İstenenler =>
1. Öldükten sonra dirilişi anlatan aşağıdaki metne göre, hadislerde yeniden dirilişin haftanın hangi gününde gerçekleşeceği bildiriliyor?
2. Öldükten sonra dirilişi anlatan aşağıdaki metni kaldığı yerden sürdürün.

Verilen Metin =>
BA’S (ÖLDÜKTEN SONRA DİRİLİŞ)
Kuran-ı Kerim’de, sûra birinci üflemenin ardından (Allah’ın diledikleri müstesna) bütün canlıların yok olacağı, ikinci üfleme üzerine de ba‘s hadisesinin gerçekleşeceği ve ölmüş bütün yaratıkların yeniden canlanarak belli bir hedefe doğru koşuyormuş gibi Rablerinin huzuruna çıkacakları anlatılır. “(O gün) sûra üflenecek, ardından -Allah’ın diledikleri dışında- göklerde ve yerde bulunanların hepsi düşüp ölecek; sonra sûra yeniden üflenecek ve onlar birden ayağa kalkmış, etrafa bakıyor olacaklar” (Zümer 68). “O gün onlar, bir hedefe çabucak varmak istercesine süratle kabirlerinden çıkarlar” (Meariç 43). “Sûra üflenmiştir. Artık onlar kabirlerinden kalkıp Rablerine doğru koşmaktadırlar. Derler ki: “Vay başımıza gelenler! Bizi yattığımız yerden kim diriltip kaldırdı? Rahman’ın vaat ettiği işte bu! Peygamberler gerçekten doğru söylemişler!” (Yasin 51-52).
O gün, hiç kimsenin bir başkasına faydası olmayacağı ve kendi derdine düşeceği; herkesin tek başına muhatap alınıp sorumlu tutulacağı ve bazı yüzlerin ak, bazılarının kara olacağı şeklinde kıyametle ilgili bilgiler ayrıntılı bir şekilde Kuran’da zikredilmektedir. “Kulakları sağır eden o ses geldiğinde, işte o gün kişi kardeşinden, annesinden, babasından, eşinden ve çocuklarından kaçar. O gün onlardan her birinin işi başından aşkındır” (Abese 33-37). “Sûra üflendiğinde artık ne aralarında akrabalık bağları kalacak, ne de birbirlerine soru sorabilecekler” (Müminûn 101). “Bir gün ki, nice yüzler ağaracak, nice yüzler de kararacaktır…” (Ali İmran 106).
Hadislerde anlatıldığına göre, bir cuma günü gerçekleşecek olan yeniden diriliş; gökten inecek bir nevi hayat suyu sayesinde bir anda canlanmayla gerçekleşecek ve insan kabirden veya bulunduğu yerden bir bitkinin topraktan çıkışı gibi süratle canlanıp ortaya çıkacaktır (Buhari, Müslim). İbn Kesîr’in naklettiği bir hadiste, İsrafil’in sûra ikinci defa üflemesinden sonra, göklerle yeryüzü arasında bulunan ruhların kabirlerdeki cesetlere gireceği ve dirilişin böylece gerçekleşeceği anlatılır. Kıyamet tasvirleriyle ilgili hadislerde, kabirden ilk defa Hz. Muhammed’in kalkacağı ve organları teşekkül etmiş düşük çocuklar dâhil bütün insanların dirileceği (Buhari, İbn Mâce); öldükten sonra yeniden dirilme sırasında kişilerin çıplak, tüysüz, sünnetsiz, sağlıklı ve otuz yaşlarında olacakları da (Buhari, Müslim, Nesâi) bildirilmektedir.

Malzeme =>

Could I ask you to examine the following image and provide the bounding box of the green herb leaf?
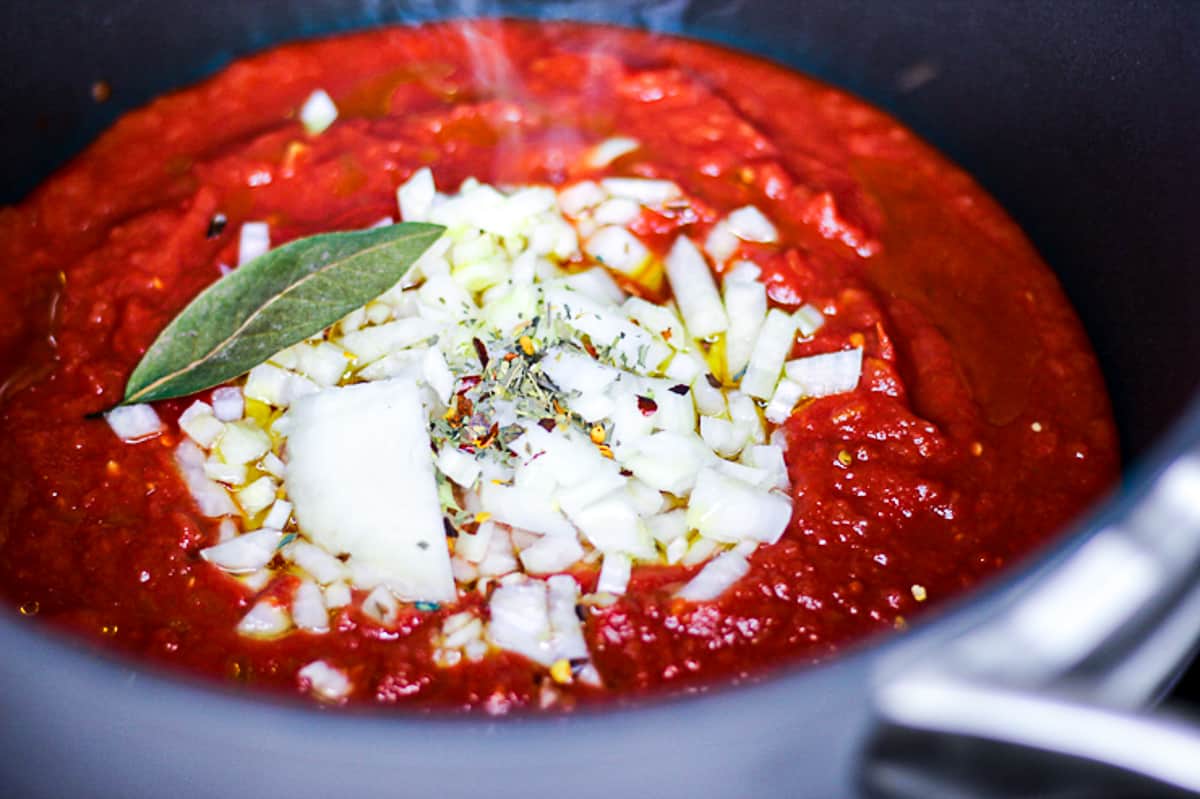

Görevlere Göre Cevaplar =>
1. Yeniden diriliş bir cuma günü gerçekleşecektir.

2.
Ba‘s ile ilgili ayetler, yeniden dirilişin cismanî olacağını göstermektedir. Nitekim ölüp toprağa karıştıktan sonra dirileceklerini akıllarına sığdıramayan inkârcılara; “Yerin onlardan neyi eksilttiğini (çürüttüğünü) bilmekteyiz, bizde her şeyi saklayan bir kayıt vardır” (Kâf 4) şeklinde cevap verilmiştir. Çürümüş kemikleri göstererek, “Bunları kim diriltebilir?” diyenlere de; “Onları ilk defa yaratan diriltecektir” (Yasin 78-79) buyrulmak suretiyle kemiklerin diriltilmesi ba‘sın kapsamında gösterilmiş, böylece dirilişin cismanî olacağı vurgulanmıştır.
Hayvanların tekrar diriliş olayına dâhil olup olmadıkları hususu, kelamcılar arasında tartışılmıştır. Bazı kelamcılar, hayvanların da diriltileceğini ve hesaplaşmadan sonra toprak haline getirileceğini söylerken; bazıları da, bunların cennete gireceğini ve burada yaşamaya devam edeceğini ileri sürmüşlerdir.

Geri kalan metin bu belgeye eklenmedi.